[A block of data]
# # # # # # #

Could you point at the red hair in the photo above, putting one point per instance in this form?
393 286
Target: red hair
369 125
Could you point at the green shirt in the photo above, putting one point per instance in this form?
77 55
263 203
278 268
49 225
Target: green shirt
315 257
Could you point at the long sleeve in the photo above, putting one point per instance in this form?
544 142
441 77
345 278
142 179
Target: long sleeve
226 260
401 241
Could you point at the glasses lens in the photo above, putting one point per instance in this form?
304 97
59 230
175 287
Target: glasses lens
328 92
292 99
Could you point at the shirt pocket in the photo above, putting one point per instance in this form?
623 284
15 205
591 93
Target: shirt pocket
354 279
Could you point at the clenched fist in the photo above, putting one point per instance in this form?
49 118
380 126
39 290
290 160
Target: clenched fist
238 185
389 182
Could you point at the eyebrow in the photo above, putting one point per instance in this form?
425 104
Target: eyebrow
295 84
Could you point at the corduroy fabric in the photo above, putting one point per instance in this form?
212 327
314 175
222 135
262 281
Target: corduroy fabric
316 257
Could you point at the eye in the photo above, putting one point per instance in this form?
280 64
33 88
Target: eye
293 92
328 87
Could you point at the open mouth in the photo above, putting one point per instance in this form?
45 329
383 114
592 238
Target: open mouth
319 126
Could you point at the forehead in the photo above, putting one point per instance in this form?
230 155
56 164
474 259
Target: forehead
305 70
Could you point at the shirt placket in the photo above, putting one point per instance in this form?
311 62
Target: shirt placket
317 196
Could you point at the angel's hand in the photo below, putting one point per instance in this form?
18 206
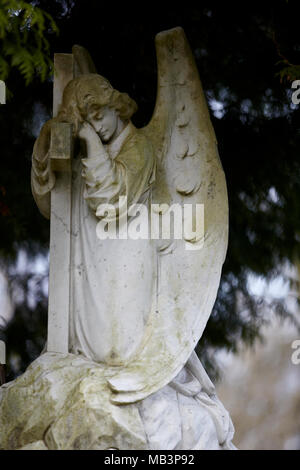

# # # # # # #

[What is needed]
Rewrite the listing from the line containing "Could you point at the eyebrow" through the end of the listing, both ends included, copying every line, requests too. Multiply each answer coordinate by 2.6 and round to whole numbers, halves up, leaving the numbers in the requests and their format samples unchanged, and omit the pictures.

[Correct answer]
Could you point at the eyebrow in the photo above, putting one point per instance in this form?
425 104
Target: eyebrow
767 218
Could you point at the corduroy fabric in the photo above, putting one point per instance in this form?
212 327
314 175
222 135
262 281
Target: corduroy fabric
822 668
Could you point at the eye in the photo above, putting one point per instance in this form?
280 64
33 88
Target: eye
762 239
853 226
Could you point at the open mouth in the photo above, putting one point per instance in this form?
45 329
383 114
592 238
Target: open mouth
829 328
Could you point at the forehead in the photo above, putting one point per instance in this form?
230 155
56 164
474 259
Target: forehead
793 182
Could you point at the shirt placket in the photo above, putting one point per instance in this form?
311 62
Target: shirt placket
824 510
Could you point at the angel's hand in the photo below, putting one point per instance in this form?
18 206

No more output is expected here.